Directive
Reproduce everything in the chapter excerpt on science and faith from "The title of" down to "for eternal life.".

Page excerpt

========================

14. Teachers of Mathematics but Not of God: Errors of Science Against Faith

Revolutions Against the Church: historical assaults on altar, throne, and family.

"For, because in the wisdom of God, the world by wisdom knew not God..." - 1 Corinthians 1:21

Introduction

One of the great miseries of the modern world is that many have been taught how to calculate, classify, and analyze, yet have never been taught what man is for. They can measure motion, solve equations, interpret data, and speak with confidence about systems, yet remain confused about , judgment, worship, sacrifice, and the final end of life. Their minds have been sharpened in one sense, but their souls have been left underfed. This is not education in any full sense. It is a training of powers detached from wisdom.1

The title of this chapter names that deformity directly. There are now many teachers of mathematics, many teachers of method, many teachers of useful skill, but very few teachers of God. The tragedy is not that mathematics is bad, nor that science is false, nor that precision is unworthy. The tragedy is that these good things are often offered as sufficient while the highest things are withheld. Children are disciplined for worldly competence and left almost unformed for eternal life.

========================

Material

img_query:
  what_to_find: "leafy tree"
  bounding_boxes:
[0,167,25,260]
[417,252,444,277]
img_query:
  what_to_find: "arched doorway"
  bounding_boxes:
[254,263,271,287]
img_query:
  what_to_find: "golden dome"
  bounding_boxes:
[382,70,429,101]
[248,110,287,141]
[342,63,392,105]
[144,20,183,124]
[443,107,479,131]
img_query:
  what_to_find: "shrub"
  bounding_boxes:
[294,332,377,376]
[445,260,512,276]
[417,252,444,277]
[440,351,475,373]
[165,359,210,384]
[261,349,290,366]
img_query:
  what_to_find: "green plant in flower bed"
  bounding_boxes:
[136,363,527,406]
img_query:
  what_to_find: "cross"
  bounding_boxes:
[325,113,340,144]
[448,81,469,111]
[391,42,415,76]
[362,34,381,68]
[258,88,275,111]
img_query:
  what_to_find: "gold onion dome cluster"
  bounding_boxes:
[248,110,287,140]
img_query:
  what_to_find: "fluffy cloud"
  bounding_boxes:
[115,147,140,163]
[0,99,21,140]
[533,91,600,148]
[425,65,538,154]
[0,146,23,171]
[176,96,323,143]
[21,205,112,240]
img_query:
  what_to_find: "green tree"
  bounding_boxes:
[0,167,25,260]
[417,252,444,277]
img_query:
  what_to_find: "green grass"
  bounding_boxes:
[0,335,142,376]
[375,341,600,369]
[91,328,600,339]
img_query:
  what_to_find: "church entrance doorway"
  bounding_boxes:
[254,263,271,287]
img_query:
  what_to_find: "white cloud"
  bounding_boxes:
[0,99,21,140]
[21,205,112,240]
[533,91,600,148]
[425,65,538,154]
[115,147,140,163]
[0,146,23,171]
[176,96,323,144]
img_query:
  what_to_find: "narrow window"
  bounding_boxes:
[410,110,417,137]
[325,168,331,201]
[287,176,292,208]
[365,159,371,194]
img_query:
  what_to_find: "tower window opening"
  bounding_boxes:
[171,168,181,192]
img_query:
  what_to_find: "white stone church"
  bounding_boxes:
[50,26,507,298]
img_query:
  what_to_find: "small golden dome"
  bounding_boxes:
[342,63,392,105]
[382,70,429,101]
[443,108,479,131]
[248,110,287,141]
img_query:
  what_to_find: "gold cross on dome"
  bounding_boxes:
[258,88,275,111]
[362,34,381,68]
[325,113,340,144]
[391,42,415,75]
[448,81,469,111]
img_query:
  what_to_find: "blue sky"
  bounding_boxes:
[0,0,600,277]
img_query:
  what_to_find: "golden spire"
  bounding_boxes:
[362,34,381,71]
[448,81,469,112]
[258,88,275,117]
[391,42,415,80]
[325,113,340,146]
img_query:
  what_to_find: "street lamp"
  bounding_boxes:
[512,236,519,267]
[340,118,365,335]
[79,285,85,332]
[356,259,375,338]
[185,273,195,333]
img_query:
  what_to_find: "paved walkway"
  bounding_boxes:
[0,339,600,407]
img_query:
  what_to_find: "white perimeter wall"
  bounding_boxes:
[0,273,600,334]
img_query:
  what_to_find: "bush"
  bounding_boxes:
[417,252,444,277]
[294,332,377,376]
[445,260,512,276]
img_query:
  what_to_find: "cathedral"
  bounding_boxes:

========================

Reply
The title of this chapter names that deformity directly. There are now many teachers of mathematics, many teachers of method, many teachers of useful skill, but very few teachers of God. The tragedy is not that mathematics is bad, nor that science is false, nor that precision is unworthy. The tragedy is that these good things are often offered as sufficient while the highest things are withheld. Children are disciplined for worldly competence and left almost unformed for eternal life.